Material:
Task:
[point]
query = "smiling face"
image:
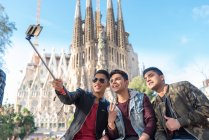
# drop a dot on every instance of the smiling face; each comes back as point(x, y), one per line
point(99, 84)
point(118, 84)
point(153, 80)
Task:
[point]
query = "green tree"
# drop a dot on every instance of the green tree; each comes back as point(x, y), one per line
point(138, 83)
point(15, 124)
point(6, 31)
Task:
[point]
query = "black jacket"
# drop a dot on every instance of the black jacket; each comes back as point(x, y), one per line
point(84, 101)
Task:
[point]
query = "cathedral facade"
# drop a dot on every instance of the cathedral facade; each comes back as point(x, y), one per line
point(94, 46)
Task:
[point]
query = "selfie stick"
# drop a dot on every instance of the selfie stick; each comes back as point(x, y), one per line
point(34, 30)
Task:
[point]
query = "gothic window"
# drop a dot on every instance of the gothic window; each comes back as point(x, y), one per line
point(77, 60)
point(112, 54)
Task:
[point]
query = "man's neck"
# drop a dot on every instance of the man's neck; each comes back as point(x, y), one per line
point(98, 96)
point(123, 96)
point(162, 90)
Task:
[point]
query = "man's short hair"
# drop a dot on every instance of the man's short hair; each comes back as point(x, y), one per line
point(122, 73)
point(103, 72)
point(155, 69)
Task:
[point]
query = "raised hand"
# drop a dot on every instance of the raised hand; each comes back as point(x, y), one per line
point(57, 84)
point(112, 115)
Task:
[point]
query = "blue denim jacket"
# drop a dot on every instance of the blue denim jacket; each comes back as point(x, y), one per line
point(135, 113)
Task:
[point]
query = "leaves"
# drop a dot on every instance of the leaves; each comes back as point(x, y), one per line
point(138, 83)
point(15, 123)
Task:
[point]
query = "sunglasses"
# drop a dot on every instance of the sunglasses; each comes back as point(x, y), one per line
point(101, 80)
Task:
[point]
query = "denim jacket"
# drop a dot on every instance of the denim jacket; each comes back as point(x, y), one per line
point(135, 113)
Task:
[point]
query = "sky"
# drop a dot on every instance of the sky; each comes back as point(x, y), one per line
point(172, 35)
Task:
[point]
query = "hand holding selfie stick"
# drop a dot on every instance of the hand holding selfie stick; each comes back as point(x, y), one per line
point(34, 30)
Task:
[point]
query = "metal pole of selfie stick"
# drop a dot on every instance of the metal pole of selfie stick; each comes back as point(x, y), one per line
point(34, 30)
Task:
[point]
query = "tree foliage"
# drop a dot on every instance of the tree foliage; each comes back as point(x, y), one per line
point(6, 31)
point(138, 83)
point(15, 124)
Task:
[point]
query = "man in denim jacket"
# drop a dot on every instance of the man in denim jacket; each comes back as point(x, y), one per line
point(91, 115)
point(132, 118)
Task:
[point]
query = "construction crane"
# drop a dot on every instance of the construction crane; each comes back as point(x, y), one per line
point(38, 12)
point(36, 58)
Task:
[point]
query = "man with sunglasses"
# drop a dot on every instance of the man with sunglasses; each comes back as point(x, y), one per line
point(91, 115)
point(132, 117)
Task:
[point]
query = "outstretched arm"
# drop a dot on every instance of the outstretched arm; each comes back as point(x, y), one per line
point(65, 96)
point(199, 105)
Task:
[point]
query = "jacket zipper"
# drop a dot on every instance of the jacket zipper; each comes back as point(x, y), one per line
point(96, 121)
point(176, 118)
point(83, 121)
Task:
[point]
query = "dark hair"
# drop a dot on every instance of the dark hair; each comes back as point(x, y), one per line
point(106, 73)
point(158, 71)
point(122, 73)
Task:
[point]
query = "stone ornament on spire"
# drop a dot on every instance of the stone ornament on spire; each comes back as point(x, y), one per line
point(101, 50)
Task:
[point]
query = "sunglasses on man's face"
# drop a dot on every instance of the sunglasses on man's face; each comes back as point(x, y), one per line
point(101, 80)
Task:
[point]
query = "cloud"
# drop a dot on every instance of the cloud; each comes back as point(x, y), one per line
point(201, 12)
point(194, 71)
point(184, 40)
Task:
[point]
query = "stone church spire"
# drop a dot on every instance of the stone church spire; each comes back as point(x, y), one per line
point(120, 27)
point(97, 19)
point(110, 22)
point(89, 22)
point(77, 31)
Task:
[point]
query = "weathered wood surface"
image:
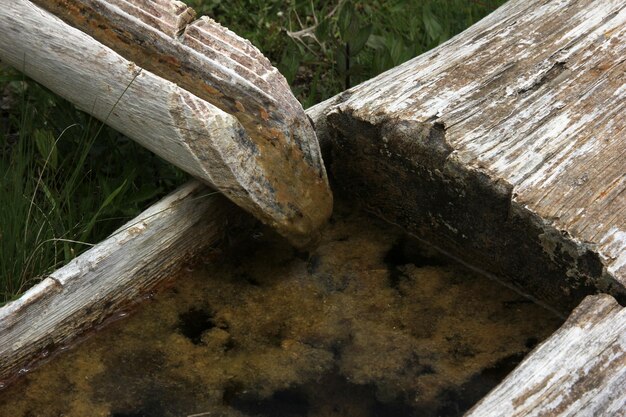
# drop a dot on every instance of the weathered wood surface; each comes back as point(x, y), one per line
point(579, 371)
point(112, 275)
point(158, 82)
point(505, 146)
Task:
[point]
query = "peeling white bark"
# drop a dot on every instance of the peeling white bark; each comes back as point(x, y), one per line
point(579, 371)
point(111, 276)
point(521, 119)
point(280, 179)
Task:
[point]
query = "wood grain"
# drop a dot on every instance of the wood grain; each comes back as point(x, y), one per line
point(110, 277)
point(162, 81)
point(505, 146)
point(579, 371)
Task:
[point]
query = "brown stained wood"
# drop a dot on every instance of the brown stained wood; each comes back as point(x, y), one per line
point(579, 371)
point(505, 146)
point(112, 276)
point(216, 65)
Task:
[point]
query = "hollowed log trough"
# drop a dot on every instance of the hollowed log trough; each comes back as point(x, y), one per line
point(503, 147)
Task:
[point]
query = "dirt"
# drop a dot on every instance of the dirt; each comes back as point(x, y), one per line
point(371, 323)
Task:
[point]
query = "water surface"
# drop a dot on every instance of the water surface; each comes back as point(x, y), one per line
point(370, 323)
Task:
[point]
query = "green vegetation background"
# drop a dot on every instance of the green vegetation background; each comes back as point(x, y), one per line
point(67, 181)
* * *
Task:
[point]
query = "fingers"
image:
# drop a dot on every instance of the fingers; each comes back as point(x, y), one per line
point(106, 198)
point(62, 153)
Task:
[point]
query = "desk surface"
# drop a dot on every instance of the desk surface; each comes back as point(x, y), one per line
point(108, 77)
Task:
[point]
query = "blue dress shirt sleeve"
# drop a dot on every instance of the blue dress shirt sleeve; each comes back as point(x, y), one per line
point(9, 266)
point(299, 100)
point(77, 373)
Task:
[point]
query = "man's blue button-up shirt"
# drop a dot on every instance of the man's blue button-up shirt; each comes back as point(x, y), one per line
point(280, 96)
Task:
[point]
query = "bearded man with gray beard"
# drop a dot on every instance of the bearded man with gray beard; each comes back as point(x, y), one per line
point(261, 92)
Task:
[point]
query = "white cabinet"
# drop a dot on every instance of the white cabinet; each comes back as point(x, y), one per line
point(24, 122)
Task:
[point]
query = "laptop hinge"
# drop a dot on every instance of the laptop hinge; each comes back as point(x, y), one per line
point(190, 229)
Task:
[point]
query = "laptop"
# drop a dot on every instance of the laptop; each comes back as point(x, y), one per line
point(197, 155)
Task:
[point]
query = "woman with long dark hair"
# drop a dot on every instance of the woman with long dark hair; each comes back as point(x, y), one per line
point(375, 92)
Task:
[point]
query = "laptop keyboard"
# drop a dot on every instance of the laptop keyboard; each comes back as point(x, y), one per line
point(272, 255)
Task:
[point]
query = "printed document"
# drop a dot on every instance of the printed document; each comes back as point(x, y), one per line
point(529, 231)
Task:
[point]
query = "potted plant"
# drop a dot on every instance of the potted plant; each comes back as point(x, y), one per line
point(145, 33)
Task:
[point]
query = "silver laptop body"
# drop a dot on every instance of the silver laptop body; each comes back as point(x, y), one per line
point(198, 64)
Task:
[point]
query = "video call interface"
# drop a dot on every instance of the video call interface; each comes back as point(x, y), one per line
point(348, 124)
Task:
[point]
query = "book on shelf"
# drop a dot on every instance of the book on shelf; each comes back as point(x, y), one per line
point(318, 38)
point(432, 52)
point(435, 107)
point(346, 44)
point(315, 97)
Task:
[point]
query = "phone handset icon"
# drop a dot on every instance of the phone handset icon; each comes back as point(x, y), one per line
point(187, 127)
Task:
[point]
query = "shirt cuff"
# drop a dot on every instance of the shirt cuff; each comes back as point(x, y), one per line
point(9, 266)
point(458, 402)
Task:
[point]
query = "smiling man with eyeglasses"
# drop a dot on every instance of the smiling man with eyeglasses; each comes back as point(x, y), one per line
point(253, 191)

Problem requirements: Pull out each line in the rows above that contains the word "ornament", treating uppercase and lowercase as different.

Response for this exercise:
query = "stone ornament on spire"
# drop a dot on every instance of the stone ornament on spire; each comes back as point(x, y), one per line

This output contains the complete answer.